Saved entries
━━━━━━━━

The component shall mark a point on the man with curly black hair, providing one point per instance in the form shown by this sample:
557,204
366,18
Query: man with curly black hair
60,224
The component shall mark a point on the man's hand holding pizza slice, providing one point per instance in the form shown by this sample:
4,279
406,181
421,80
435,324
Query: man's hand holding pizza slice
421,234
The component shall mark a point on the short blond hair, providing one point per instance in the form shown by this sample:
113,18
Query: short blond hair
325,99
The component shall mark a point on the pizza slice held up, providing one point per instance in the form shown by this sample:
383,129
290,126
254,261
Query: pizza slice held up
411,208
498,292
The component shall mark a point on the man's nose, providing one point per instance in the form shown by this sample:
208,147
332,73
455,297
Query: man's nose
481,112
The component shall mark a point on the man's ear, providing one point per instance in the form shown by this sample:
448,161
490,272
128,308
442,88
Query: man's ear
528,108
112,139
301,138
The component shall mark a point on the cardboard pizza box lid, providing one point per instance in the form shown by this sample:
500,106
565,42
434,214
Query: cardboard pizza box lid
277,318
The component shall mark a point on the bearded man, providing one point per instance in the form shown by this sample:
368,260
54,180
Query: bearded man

━━━━━━━━

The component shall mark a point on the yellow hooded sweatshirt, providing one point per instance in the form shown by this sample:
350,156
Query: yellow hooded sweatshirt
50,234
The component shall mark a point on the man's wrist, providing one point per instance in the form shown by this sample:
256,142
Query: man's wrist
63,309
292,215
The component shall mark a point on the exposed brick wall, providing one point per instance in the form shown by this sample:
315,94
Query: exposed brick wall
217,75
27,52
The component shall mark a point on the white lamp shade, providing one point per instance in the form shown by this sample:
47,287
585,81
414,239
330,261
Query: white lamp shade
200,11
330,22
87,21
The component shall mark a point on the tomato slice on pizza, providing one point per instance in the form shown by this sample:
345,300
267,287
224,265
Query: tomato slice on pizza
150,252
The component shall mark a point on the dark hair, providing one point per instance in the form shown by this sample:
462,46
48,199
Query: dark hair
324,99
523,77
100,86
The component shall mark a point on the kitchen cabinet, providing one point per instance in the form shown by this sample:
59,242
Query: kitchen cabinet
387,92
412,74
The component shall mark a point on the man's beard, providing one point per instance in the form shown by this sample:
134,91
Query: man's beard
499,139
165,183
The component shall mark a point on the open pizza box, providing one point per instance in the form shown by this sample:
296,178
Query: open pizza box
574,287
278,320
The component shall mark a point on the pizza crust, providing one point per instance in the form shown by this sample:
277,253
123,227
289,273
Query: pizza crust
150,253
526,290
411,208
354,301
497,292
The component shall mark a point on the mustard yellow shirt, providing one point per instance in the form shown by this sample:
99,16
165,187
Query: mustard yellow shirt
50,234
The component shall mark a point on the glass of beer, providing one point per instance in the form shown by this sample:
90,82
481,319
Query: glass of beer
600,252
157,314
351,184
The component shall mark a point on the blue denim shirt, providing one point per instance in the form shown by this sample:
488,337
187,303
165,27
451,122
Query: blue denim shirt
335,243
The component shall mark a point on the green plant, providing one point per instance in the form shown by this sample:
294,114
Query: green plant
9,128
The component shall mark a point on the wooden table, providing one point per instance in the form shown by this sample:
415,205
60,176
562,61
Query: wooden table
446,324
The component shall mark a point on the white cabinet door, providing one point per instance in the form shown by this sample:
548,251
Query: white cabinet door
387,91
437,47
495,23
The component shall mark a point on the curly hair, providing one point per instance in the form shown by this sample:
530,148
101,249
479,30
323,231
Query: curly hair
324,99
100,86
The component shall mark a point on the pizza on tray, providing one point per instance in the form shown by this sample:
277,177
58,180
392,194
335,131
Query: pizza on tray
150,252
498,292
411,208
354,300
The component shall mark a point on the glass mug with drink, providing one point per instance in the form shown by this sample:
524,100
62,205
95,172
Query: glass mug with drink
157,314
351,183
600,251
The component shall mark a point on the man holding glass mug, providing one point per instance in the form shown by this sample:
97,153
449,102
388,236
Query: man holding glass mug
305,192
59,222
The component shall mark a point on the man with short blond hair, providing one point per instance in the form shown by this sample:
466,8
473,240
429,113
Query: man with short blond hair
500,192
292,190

━━━━━━━━

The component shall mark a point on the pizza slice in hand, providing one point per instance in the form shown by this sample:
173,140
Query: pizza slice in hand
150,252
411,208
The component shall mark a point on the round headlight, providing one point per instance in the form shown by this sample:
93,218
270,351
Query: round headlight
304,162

━━━━━━━━

Gather every line in the items above that contains the word "black", matching case exactly.

> Response:
The component shall mark a point on the man with curly black hair, providing one point per instance in the form shown by this sample:
Query: man with curly black hair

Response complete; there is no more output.